-- Begin Record excerpts --

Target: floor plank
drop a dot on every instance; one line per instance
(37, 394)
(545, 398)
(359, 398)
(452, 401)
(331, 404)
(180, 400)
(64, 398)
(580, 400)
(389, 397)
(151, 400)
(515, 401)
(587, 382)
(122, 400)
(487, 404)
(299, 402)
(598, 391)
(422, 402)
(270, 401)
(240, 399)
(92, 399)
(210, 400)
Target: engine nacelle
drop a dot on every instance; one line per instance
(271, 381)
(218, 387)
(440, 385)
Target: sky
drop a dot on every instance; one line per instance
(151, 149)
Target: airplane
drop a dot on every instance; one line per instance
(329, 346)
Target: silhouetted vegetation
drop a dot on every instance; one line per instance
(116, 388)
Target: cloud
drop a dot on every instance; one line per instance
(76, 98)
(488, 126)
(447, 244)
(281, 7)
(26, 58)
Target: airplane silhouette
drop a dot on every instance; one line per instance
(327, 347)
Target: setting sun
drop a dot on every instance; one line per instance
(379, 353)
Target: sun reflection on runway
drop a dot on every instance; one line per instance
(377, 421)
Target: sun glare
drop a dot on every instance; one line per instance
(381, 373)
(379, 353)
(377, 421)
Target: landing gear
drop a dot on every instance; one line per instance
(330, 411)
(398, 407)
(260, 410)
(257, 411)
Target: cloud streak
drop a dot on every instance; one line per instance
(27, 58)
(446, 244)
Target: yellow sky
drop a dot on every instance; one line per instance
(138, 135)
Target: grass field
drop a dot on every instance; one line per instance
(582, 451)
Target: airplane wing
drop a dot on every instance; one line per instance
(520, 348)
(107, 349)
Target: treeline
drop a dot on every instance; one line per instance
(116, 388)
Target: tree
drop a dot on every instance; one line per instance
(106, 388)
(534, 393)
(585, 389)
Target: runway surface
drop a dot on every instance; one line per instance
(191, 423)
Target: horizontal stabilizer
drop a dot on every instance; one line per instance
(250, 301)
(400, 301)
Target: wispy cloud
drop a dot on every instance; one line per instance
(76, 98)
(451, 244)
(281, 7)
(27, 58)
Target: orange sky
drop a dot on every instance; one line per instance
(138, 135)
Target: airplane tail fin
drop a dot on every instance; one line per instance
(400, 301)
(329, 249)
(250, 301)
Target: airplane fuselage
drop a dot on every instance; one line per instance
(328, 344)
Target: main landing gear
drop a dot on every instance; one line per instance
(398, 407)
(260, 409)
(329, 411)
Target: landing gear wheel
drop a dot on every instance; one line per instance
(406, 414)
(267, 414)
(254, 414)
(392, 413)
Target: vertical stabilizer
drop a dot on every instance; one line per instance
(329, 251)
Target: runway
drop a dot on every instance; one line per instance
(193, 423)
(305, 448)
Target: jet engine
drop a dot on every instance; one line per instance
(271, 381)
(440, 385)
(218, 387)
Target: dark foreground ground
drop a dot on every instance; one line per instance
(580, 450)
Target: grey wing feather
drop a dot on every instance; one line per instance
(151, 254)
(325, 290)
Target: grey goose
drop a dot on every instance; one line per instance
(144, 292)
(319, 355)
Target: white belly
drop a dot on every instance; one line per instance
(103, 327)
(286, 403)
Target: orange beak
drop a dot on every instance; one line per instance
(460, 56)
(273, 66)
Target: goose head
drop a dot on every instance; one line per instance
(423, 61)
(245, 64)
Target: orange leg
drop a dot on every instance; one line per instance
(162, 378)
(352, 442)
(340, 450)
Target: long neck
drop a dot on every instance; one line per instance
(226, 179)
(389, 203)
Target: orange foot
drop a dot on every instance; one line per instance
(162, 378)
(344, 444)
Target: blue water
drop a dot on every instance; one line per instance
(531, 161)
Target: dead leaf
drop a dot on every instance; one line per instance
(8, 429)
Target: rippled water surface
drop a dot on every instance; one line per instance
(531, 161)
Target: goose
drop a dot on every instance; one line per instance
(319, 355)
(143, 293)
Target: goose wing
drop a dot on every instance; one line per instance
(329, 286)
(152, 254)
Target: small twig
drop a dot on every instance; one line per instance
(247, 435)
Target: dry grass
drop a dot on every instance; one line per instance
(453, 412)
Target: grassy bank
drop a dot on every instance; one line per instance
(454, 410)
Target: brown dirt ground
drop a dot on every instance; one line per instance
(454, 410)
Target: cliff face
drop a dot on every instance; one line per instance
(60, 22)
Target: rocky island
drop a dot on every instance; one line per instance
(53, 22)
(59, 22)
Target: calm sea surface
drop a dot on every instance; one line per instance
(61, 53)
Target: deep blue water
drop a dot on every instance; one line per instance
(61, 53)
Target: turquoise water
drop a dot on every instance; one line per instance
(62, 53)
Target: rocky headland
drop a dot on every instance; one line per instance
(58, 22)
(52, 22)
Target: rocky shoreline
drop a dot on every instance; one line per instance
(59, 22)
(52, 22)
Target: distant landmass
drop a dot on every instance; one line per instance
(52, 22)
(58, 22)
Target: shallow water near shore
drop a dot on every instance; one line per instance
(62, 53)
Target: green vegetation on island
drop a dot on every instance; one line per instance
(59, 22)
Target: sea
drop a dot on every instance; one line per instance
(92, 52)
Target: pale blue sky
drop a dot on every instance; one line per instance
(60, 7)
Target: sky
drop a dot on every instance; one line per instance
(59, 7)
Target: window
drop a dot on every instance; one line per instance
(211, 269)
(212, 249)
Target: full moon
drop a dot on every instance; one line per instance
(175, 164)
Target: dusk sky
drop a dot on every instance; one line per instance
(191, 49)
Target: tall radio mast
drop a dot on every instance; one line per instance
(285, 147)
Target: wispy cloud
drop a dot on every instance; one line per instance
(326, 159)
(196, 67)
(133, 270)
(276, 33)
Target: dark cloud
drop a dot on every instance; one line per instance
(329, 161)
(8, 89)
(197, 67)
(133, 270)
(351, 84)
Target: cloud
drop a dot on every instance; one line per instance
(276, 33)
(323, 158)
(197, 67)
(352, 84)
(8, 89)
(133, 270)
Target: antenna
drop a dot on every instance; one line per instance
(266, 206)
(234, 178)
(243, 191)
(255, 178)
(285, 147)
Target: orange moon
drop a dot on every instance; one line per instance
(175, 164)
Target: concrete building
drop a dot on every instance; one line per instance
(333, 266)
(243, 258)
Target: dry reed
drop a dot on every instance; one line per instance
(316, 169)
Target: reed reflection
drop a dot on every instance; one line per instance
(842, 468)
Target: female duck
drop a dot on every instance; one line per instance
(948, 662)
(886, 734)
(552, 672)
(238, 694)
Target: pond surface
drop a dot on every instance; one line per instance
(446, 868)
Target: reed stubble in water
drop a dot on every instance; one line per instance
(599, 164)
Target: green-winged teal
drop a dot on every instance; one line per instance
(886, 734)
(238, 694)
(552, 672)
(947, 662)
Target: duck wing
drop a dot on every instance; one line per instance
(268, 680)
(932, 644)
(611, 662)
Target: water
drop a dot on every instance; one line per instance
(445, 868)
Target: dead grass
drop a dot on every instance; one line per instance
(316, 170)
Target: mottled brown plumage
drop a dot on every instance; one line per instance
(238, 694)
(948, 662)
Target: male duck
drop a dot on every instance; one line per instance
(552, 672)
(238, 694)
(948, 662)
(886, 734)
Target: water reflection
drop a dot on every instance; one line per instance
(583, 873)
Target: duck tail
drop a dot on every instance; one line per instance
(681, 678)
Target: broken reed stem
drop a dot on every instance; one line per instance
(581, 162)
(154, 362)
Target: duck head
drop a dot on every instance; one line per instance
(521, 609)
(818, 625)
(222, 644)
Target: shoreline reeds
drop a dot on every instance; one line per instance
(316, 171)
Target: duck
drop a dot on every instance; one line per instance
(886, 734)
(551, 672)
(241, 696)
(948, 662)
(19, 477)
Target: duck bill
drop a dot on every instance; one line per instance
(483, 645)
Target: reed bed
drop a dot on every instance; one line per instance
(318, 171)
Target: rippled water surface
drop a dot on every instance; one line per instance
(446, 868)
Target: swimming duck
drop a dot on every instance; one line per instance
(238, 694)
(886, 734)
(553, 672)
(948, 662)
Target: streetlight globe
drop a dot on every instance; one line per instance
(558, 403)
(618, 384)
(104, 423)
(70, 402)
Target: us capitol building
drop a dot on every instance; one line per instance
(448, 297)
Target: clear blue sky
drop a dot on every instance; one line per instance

-- End Record excerpts --

• Do this:
Give back, unchanged, every line from the one with "Target: duck bill" to the end of the entries above.

• Solution:
Target: duck bill
drop a dot on every instance; one line per instance
(483, 645)
Target: reed bed
drop a dot on every instance; one line per instance
(318, 171)
Target: rippled water surface
drop a dot on every instance; one line per instance
(446, 868)
Target: swimming duck
drop a dot on every instance; one line per instance
(238, 694)
(886, 734)
(553, 672)
(948, 662)
Target: streetlight globe
drop a dot on every instance; one line per instance
(558, 403)
(618, 384)
(104, 423)
(70, 402)
Target: us capitol building
drop a dot on every instance; one line per instance
(448, 297)
Target: clear blue sky
drop a dot on every instance; one line per instance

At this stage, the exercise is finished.